# What needs to be done
Return every record exactly as written.

----------

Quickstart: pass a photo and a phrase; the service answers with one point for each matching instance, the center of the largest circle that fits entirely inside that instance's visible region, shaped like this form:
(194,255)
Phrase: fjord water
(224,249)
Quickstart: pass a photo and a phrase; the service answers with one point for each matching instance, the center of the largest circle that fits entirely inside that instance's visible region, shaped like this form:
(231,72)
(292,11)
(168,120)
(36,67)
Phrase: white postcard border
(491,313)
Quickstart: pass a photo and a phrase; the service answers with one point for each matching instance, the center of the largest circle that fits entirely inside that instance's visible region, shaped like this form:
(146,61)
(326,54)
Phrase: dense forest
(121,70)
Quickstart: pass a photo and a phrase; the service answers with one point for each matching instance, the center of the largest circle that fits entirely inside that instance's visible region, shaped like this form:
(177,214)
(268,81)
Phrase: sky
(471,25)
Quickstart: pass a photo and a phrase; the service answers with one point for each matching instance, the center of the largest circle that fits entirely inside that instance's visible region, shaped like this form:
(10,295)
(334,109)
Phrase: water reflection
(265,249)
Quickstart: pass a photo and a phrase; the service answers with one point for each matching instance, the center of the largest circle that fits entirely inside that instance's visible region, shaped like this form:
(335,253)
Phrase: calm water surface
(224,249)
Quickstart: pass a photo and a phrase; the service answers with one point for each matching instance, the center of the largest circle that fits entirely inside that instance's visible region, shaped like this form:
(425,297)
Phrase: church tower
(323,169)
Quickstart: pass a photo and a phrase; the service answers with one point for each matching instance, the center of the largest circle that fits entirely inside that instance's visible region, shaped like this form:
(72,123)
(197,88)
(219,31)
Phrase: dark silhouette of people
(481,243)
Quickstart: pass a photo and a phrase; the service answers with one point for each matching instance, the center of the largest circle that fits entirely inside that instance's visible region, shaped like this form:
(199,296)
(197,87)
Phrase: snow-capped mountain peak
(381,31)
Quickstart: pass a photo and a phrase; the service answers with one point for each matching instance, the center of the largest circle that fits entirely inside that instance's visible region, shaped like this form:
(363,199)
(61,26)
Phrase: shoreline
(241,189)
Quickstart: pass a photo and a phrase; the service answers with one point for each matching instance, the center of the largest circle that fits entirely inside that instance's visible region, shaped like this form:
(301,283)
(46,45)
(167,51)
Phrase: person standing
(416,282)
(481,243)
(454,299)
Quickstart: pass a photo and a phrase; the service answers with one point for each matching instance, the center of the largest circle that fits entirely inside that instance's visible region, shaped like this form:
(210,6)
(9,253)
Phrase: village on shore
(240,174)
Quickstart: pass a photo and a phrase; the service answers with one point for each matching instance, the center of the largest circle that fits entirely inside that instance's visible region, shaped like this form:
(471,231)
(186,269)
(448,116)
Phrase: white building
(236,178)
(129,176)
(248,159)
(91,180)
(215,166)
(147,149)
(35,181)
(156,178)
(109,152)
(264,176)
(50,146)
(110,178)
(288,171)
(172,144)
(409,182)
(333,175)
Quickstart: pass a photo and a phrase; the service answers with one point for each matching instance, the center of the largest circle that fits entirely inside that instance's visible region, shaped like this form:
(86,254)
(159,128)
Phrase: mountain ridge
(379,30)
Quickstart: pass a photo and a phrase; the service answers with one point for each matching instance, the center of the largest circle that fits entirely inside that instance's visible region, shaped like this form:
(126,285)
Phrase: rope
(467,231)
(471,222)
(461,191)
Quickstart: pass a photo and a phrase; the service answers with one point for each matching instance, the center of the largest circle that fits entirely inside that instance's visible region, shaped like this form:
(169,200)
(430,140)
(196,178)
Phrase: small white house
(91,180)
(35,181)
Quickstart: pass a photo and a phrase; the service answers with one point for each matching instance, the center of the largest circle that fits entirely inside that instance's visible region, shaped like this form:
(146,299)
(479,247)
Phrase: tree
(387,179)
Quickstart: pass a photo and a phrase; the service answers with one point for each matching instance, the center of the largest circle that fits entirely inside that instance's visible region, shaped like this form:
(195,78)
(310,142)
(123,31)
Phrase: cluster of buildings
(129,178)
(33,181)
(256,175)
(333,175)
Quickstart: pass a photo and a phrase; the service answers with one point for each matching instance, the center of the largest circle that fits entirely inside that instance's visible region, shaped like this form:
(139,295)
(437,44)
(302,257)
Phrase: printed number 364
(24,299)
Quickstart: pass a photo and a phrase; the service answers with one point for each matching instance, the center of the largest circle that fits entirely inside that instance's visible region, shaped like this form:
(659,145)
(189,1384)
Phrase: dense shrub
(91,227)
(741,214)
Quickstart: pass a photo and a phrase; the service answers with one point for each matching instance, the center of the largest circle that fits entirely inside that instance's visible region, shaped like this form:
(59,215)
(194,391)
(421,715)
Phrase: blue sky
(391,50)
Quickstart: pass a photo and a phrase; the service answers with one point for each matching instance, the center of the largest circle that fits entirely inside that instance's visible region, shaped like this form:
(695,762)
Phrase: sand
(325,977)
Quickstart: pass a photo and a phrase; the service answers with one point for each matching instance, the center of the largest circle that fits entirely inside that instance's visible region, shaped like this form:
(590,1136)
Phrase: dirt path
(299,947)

----------

# Problem solution
Quickstart: pass a photo and a phrase; the service answers with one point for each matching instance, the center of the largest circle that fits entirely inside that instance's visible region, shaped like this form:
(194,255)
Phrase: fjord water
(224,249)
Quickstart: pass a photo and a phrase; the service answers with one point for each matching instance, the center of the largest circle that fits entirely inside that instance's visible region, shaped like this form:
(231,72)
(292,11)
(168,120)
(36,67)
Phrase: white postcard border
(491,313)
Quickstart: pass a photo and a phrase; the service answers with one point for each matching instance, the center of the largest circle that fits entirely inside that instance's visible region, shaped like this form:
(146,61)
(326,54)
Phrase: dense forest
(121,70)
Quickstart: pass a photo and a phrase; the service answers with one point for each matching instance, the center of the largest circle that fits entirely inside that instance's visible region, shaped like this form:
(177,214)
(268,81)
Phrase: sky
(471,25)
Quickstart: pass a photo and a phrase; the service answers with one point for each matching instance, the center of the largest circle that fits entirely inside that instance's visible region, shaped like this form:
(10,295)
(334,109)
Phrase: water reflection
(265,249)
Quickstart: pass a photo and a phrase; the service answers with one point for each matching instance, the center of the largest circle that fits entirely inside that instance's visible region, shaped like this form:
(335,253)
Phrase: calm water surface
(224,249)
Quickstart: pass a photo and a phrase; the service answers with one point for each matching instance, the center of the largest circle that fits entirely inside that instance's visible region, shaped like this form:
(425,297)
Phrase: church tower
(323,169)
Quickstart: pass a photo and a phrase; the service answers with one point for each matching instance, the center of the largest circle that fits entirely inside that instance's visible region, shaped like this form:
(72,123)
(197,88)
(219,31)
Phrase: dark silhouette of people
(481,243)
Quickstart: pass a photo and a phrase; the service answers with one point for each matching instance, the center of the largest circle that fits entirely inside that instance's visible region, shaped like this form:
(199,296)
(197,87)
Phrase: snow-capped mountain peak
(381,31)
Quickstart: pass a photo and a phrase; the service answers with one point for each matching instance, the center of the largest circle that fits entirely inside that instance's visible region, shaped like this form:
(363,199)
(61,26)
Phrase: shoreline
(241,189)
Quickstart: pass a photo and a phrase; the service answers with one point for each matching instance, the center of the largest circle that fits entirely inside that instance's visible region, shaped like this form:
(301,283)
(46,45)
(167,51)
Phrase: person standing
(416,282)
(481,243)
(454,299)
Quickstart: pass a photo and a phrase; the service answers with one point for each matching instance, the center of the largest circle that fits entirely inside that instance's visible region, shaped like this form:
(210,6)
(9,253)
Phrase: village on shore
(240,174)
Quickstart: pass a photo and a phrase; the service answers with one point for each matching instance, the center of the largest circle that fits entirely inside that instance's visible region, shaped like this form:
(471,231)
(186,269)
(448,116)
Phrase: white building
(236,178)
(129,176)
(248,159)
(91,180)
(215,166)
(147,149)
(35,181)
(156,178)
(109,152)
(264,176)
(50,146)
(110,178)
(288,171)
(172,144)
(409,182)
(333,175)
Quickstart: pass a photo and a phrase; the service answers with one point for each matching instance, the center of the largest circle that fits entirely inside that instance's visible region, shaped like this form:
(86,254)
(159,128)
Phrase: mountain ridge
(379,30)
Quickstart: pass a photo and a phrase; the service answers with one point for each matching instance, the center of the largest circle that fits entirely inside that instance's visible region, shaped like this form:
(126,285)
Phrase: rope
(467,231)
(471,222)
(461,191)
Quickstart: pass a photo and a phrase; the service answers with one point for each matching instance, the center of the largest circle that fits entirely inside that instance's visible region, shaped like this form:
(169,200)
(430,140)
(196,178)
Phrase: small white house
(91,180)
(35,181)
Quickstart: pass a photo and a phrase; the service answers with one point for each matching instance, the center of the largest circle that fits entirely inside that instance's visible region, shaped like this form:
(146,299)
(479,247)
Phrase: tree
(387,179)
Quickstart: pass a photo and a phrase; the service answers with one point for each matching instance, the center of the largest circle that fits entirely inside that instance's visible region, shaped like this form:
(195,78)
(310,142)
(123,31)
Phrase: cluster of buildings
(129,178)
(33,181)
(256,175)
(333,175)
Quickstart: pass a photo and a phrase; the service answers with one point for each matching instance, the center of the largest circle that fits entirely inside that instance's visible region, shaped like this form:
(139,295)
(437,44)
(302,257)
Phrase: printed number 364
(24,299)
Quickstart: pass a photo and a phrase; the service answers with one point for each matching instance, the center of the largest circle that fits entirely inside that instance's visible region, shaped like this form:
(659,145)
(189,1384)
Phrase: dense shrub
(91,227)
(741,214)
Quickstart: pass a photo and a phrase; the service answers with one point for each matching instance, the center of the largest circle that fits entirely inside that instance's visible region, shaped like this form:
(59,215)
(194,391)
(421,715)
Phrase: blue sky
(391,50)
Quickstart: pass a photo and a phrase; the service answers with one point for each matching instance, the center of the largest circle that fits entirely inside that instance's visible region, shaped like this form:
(695,762)
Phrase: sand
(325,977)
Quickstart: pass a photo and a phrase; the service answers with one point for each matching instance, the center of the largest circle that fits entirely inside that instance's visible region, shaped like this form:
(590,1136)
Phrase: dirt path
(299,947)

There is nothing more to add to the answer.